- **抜粋**

最近ね。

ここ一週間かな?数日かな?それくらい最近のことです。

 

突然、視界が拓けたんですよ。

気持ちが柔らかくなって、すっきりして。

 

それで、感じたんです。

 

ああ、やっと、病気の現状を受け入れることができたんだ

 

って。

乳がんの診断を受けてから、6,7ヶ月が経って、やっと。

 

 

やっと、といっても、ずーっといわゆる『否認』をしていたわけじゃないんです。

私の場合むしろ、乳がんだ、と確定してからの立ち上がりは早かったかもしれません。

 

特に入院中、手術の翌日病室にやってきた乳腺外科の先生たちに、

 

「センチネルリンパ節生検で2/3の転移が認められてリンパ節郭清しました。」

 

と聞かされた時には既に、

 

「じゃあ抗がん剤やりましょう」

 

という決意ができていました。


「抗がん剤開始日についてはゆっくり考えましょうか(にっこり)。」

 

という執刀医のチャーミング先生の配慮にも(腫瘍内科のハッキリ先生とも同様のやりとりがありましたが)

「私は抗がん剤に関して悩む時間は要らないから、できる限り早くスタートしたいです。」

 

と言って入院中に追加の検査を予約してもらい、術後3週間後、退院してから2週間後に化学療法を開始してもらいました。

 

体に隠れている目に見えないがん細胞に、既に手術で刺激を与えている。だから、可能な限り早く抗がん剤を投与したかったのです。とにもかくにも。

 

 

やるべきことはわかっていたし、やっていた。

- **課題**
乳がんの体験記を、最後の文のあとから書き継ぐこと。 このあとの項目は、乳がんの体験記とは別の資料である。

- **記録データ**
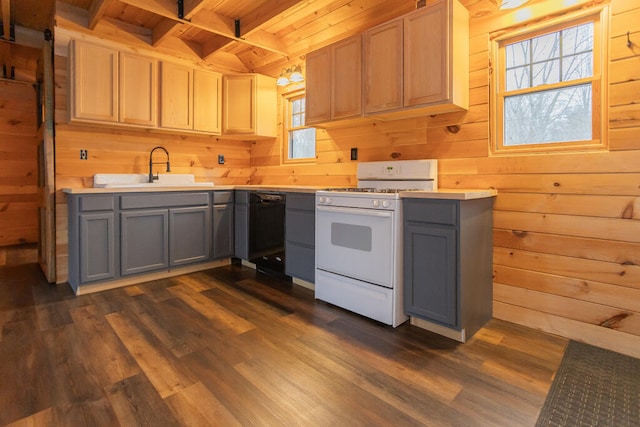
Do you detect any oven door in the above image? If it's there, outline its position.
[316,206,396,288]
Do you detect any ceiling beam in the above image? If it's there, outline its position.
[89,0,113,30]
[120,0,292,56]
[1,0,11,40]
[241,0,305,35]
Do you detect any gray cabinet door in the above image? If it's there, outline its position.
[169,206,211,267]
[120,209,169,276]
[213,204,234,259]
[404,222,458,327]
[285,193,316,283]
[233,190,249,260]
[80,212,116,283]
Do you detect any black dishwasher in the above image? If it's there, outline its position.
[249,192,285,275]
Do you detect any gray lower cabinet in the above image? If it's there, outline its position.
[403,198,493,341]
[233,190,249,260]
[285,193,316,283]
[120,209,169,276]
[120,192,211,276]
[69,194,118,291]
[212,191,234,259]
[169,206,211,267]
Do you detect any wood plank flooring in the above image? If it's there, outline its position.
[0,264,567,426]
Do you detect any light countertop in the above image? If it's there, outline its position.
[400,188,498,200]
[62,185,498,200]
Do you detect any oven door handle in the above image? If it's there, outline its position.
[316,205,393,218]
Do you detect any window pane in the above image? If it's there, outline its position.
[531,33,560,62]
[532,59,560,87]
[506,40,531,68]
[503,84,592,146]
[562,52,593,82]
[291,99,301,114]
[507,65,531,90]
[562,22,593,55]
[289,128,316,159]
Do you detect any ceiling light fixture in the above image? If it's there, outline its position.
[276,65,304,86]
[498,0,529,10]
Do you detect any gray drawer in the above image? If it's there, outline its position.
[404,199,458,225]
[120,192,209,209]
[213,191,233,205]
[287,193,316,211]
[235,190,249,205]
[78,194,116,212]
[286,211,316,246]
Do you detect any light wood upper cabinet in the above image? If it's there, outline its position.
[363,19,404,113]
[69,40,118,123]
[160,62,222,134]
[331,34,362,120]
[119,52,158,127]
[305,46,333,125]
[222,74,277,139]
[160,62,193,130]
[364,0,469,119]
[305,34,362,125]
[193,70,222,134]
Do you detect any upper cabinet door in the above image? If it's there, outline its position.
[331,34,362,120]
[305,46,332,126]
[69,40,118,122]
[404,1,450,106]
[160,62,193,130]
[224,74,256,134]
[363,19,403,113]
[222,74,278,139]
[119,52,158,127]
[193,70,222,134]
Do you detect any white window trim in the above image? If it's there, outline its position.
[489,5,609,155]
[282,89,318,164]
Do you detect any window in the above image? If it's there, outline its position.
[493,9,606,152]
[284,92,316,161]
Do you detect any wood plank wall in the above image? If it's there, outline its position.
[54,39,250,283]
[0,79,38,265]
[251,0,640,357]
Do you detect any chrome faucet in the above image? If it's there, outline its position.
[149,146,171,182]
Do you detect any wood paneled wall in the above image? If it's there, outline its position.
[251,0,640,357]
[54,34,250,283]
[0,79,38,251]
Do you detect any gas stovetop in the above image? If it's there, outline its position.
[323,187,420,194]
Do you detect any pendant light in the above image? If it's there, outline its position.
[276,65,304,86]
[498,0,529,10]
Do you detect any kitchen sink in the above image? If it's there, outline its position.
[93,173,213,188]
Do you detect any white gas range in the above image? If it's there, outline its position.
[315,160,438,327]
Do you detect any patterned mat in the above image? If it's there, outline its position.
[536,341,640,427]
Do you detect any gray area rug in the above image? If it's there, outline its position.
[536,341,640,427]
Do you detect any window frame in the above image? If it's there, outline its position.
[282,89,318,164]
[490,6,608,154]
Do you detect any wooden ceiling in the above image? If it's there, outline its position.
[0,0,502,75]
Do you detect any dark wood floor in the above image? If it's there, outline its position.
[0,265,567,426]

- **解答**
幸い、体力にも体調にも余裕がありました。

気持ちも前向きだったと思います。

でもずっと、こころは晴れることはなく、休まることもなかったんです。

仕事をしている間やゲームをしたりYouTube見て笑っている間は忘れていられる。

でもそれは表層だけのこと。

 

夜寝床に入っても何度も中途覚醒するし、結局2,3時間しか寝られないということも多かったのです。

夜中に目が醒めると、そのたびにおしっこが出る。

たくさん出るときもあれば、たいしたことない量だな、ということもある。

だから決しておしっこがしたいから起きたのではなくて、精神的に緊張しているから目覚めるのだろうと思います。

 

常にエンジンがかかりっぱなしの感じ。

 

 

自分の深いところに絶対に存在しているこの緊張をどうやってほぐしたらいいのか、私にはわかりませんでした。それは、私の50年近い歳月の中で、最大の緊張でした。

病院では、腫瘍内科でも放射線腫瘍科でも、診察のたびに

『今の気持ちのつらさを10段階で表してください』、というゲージの書かれたプリントを渡されるのですが、

いつも1か2に○を付けていました。

正直、どのくらいのつらさなのかは私にもわかりません。

 

「でも、ゼロではない。」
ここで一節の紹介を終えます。